PAGE:
__________

Re: Multiple-Attribute Keys and 1NF

From: Bob Badour <bbadour_at_pei.sympatico.ca>
Date: Tue, 28 Aug 2007 20:42:37 -0300
Message-ID: <46d4b2a3$0$4050$9a566e8b_at_news.aliant.net>


JOG wrote:

> On Aug 29, 12:12 am, Bob Badour <bbad..._at_pei.sympatico.ca> wrote:
> 

>>JOG wrote:
>>
>>>On Aug 28, 8:23 pm, Bob Badour <bbad..._at_pei.sympatico.ca> wrote:
>>
>>>>JOG wrote:
>>
>>>>>On Aug 28, 7:41 pm, Bob Badour <bbad..._at_pei.sympatico.ca> wrote:
>>
>>>>>>JOG wrote:
>>
>>>>>>>On Aug 28, 5:43 pm, Bob Badour <bbad..._at_pei.sympatico.ca> wrote:
>>
>>>>>>>>JOG wrote:
>>
>>>>>>>>>On Aug 28, 5:05 pm, Bob Badour <bbad..._at_pei.sympatico.ca> wrote:
>>
>>>>>>>>>>JOG wrote:
>>
>>>>>>>>>>>I am still fighting with the theoretical underpinning for 1NF. As
>>>>>>>>>>>such, any comments would be greatfully accepted. The reason for my
>>>>>>>>>>>concern is that there /seems/ instances where 1NF is insufficient. An
>>>>>>>>>>>example occurred to me while I was wiring up a dimmer switch (at the
>>>>>>>>>>>behest of mrs. JOG, to whom there may only be obeyance). Now I don't
>>>>>>>>>>>know the situation in the US, but in the UK a while back the colour
>>>>>>>>>>>codes for domestic main circuit wiring changed. Naturally the two
>>>>>>>>>>>schemes exist in tandem, as exhibited in every house I've had the joy
>>>>>>>>>>>of doing some DIY in:
>>
>>>>>>>>>>>Brown -> live.
>>>>>>>>>>>Red -> live
>>>>>>>>>>>Blue -> neutral.

__________

RAW DATA:

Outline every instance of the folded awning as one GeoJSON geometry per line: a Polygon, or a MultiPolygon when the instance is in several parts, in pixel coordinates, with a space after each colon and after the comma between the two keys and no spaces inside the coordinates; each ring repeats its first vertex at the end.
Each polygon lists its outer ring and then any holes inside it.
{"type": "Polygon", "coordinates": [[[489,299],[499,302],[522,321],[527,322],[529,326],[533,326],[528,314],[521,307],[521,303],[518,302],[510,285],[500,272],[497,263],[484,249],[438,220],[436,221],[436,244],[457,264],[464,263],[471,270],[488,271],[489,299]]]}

__________

WORK TO DO:
(A) Answer these from the 1NF thread shown before the data:
(i) On what date was the reply sent?
(ii) What was JOG wiring up when the example came to mind?
(iii) Which wire color is listed as neutral?
(B) Pick up the forum thread on multiple-attribute keys and 1NF, shown before the data, and carry it on from its final line.

TASK RESPONSES:
(A)
(i) Tue, 28 Aug 2007
(ii) A dimmer switch
(iii) Blue

(B)
>>>>>>>>>>>Black -> neutral.
>>>>>>>>>>>Green and yellow -> earth.
>>
>>>>>>>>>>>The issue with encoding these propositions is that the candidate key
>>>>>>>>>>>for each proposition may consist of one _or_ two colours. Now I have a
>>>>>>>>>>>couple of options, none of which seem satisfactory. I could leave
>>>>>>>>>>>green & yellow as some sort of set-value composite, but obviously this
>>>>>>>>>>>would affect my querying capabilities, so thats out straight off the
>>>>>>>>>>>bat. Similarly adding attributes Colour1 and a nullable Colour2 is
>>>>>>>>>>>simply so hideous it isn't worth consideration. So, I could ungroup to
>>>>>>>>>>>give me:
>>
>>>>>>>>>>>Colour Type
>>>>>>>>>>>-----------------
>>>>>>>>>>>Brown live
>>>>>>>>>>>Red live
>>>>>>>>>>>Black neutral
>>>>>>>>>>>Blue neutral
>>>>>>>>>>>Green earth
>>>>>>>>>>>Yellow earth
>>>>>>>>>>>-----------------
>>
>>>>>>>>>>>But again this is unsatisfactory as I have lost the information that
>>>>>>>>>>>one wire is green and yellow, but none is brown /and/ red.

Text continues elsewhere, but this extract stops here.